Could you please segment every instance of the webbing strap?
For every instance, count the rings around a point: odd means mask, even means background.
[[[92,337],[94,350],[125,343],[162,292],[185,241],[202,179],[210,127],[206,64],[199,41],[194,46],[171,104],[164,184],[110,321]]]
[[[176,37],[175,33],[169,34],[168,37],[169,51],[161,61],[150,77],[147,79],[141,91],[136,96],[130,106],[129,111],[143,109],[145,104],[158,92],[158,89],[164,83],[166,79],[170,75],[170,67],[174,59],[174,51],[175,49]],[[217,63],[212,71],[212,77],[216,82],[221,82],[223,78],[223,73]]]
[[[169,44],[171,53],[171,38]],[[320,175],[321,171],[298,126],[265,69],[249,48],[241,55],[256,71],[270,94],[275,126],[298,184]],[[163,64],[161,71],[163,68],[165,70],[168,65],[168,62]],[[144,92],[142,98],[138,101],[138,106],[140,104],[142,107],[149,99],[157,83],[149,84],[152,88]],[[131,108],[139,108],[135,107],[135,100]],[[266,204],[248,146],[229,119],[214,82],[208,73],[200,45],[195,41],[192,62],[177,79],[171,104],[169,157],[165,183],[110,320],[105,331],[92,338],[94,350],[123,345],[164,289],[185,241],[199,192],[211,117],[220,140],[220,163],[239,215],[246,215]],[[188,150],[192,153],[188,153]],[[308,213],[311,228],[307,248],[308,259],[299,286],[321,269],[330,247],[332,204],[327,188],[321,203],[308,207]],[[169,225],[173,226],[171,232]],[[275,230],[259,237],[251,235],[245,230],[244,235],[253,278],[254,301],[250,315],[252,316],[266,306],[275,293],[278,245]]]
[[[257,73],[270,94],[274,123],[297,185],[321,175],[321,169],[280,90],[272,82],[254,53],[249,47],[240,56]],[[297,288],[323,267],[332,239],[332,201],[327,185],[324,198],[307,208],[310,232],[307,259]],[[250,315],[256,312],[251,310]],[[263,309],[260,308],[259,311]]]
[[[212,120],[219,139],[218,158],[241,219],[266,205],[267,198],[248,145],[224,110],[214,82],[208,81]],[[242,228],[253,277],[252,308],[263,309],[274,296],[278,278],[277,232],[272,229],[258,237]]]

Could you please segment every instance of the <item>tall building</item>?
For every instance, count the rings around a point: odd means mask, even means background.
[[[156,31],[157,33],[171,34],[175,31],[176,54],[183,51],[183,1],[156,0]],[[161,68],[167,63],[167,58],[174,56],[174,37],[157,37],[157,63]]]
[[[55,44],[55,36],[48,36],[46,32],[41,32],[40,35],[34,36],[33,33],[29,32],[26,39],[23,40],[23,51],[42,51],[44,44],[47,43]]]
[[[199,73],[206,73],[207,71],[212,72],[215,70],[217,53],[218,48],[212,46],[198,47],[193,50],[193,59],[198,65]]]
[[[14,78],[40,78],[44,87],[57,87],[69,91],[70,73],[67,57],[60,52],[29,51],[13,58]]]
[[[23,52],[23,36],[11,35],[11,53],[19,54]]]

= = = = =

= PROMPT =
Copy each line of the data above without altering a single character.

= FULL RESPONSE =
Could you please segment every instance of the webbing strap?
For every instance, count the rings around a point: odd means mask, even means background.
[[[92,337],[94,350],[125,343],[162,292],[185,241],[202,179],[210,127],[206,64],[199,41],[194,46],[171,104],[164,184],[110,321]]]
[[[176,37],[175,33],[169,34],[168,37],[169,51],[161,61],[150,77],[147,79],[141,91],[136,96],[130,106],[129,111],[143,109],[145,104],[158,92],[158,89],[164,83],[166,79],[170,75],[170,67],[174,59],[174,51],[175,49]],[[217,63],[212,71],[212,77],[216,82],[221,82],[223,78],[223,73]]]
[[[169,44],[171,53],[171,38]],[[320,175],[321,171],[298,126],[265,69],[249,48],[241,55],[256,71],[270,94],[275,126],[298,184]],[[163,64],[161,71],[163,68],[165,70],[168,65],[168,62]],[[144,92],[142,98],[138,101],[138,106],[140,104],[142,107],[149,99],[157,83],[149,84],[152,88]],[[131,108],[139,108],[135,107],[135,100]],[[266,204],[248,146],[229,119],[214,82],[208,73],[200,45],[195,41],[192,62],[177,79],[171,104],[169,157],[165,183],[110,320],[105,331],[92,338],[94,350],[123,345],[164,289],[185,241],[199,192],[211,117],[220,140],[220,163],[239,215],[246,215]],[[188,150],[192,153],[188,153]],[[308,213],[311,228],[307,248],[308,259],[299,286],[321,269],[330,247],[332,204],[327,188],[321,203],[308,207]],[[169,225],[173,226],[171,232]],[[275,230],[259,237],[251,235],[245,230],[244,235],[253,278],[254,301],[250,315],[252,316],[266,306],[275,293],[278,245]]]
[[[257,73],[270,94],[274,123],[297,185],[321,175],[321,169],[280,90],[272,82],[254,53],[249,47],[240,56]],[[297,288],[323,267],[332,239],[332,201],[327,185],[324,198],[307,208],[310,232],[307,259]],[[250,315],[256,312],[251,310]],[[263,309],[260,308],[259,311]]]
[[[212,120],[219,139],[218,158],[241,219],[266,205],[267,198],[248,145],[224,110],[214,82],[208,81]],[[242,228],[253,277],[252,308],[263,309],[274,296],[278,278],[277,232],[272,229],[258,237]]]

Could you please segment every instance of the <item>tall building</item>?
For every instance, count the rings around a point: odd means mask, even means background.
[[[156,31],[157,33],[171,34],[175,31],[176,54],[183,51],[183,1],[156,0]],[[161,68],[167,63],[167,58],[174,56],[174,37],[157,37],[157,63]]]
[[[55,44],[55,36],[48,36],[46,32],[41,32],[40,35],[34,36],[33,33],[29,32],[26,39],[23,40],[23,51],[42,51],[44,44],[47,43]]]
[[[199,73],[206,73],[207,71],[212,72],[215,70],[217,53],[218,48],[212,46],[198,47],[193,50],[193,59],[198,65]]]
[[[14,78],[40,78],[44,87],[57,87],[69,91],[70,73],[67,57],[60,52],[29,51],[13,58]]]
[[[23,52],[23,36],[11,35],[11,53],[19,54]]]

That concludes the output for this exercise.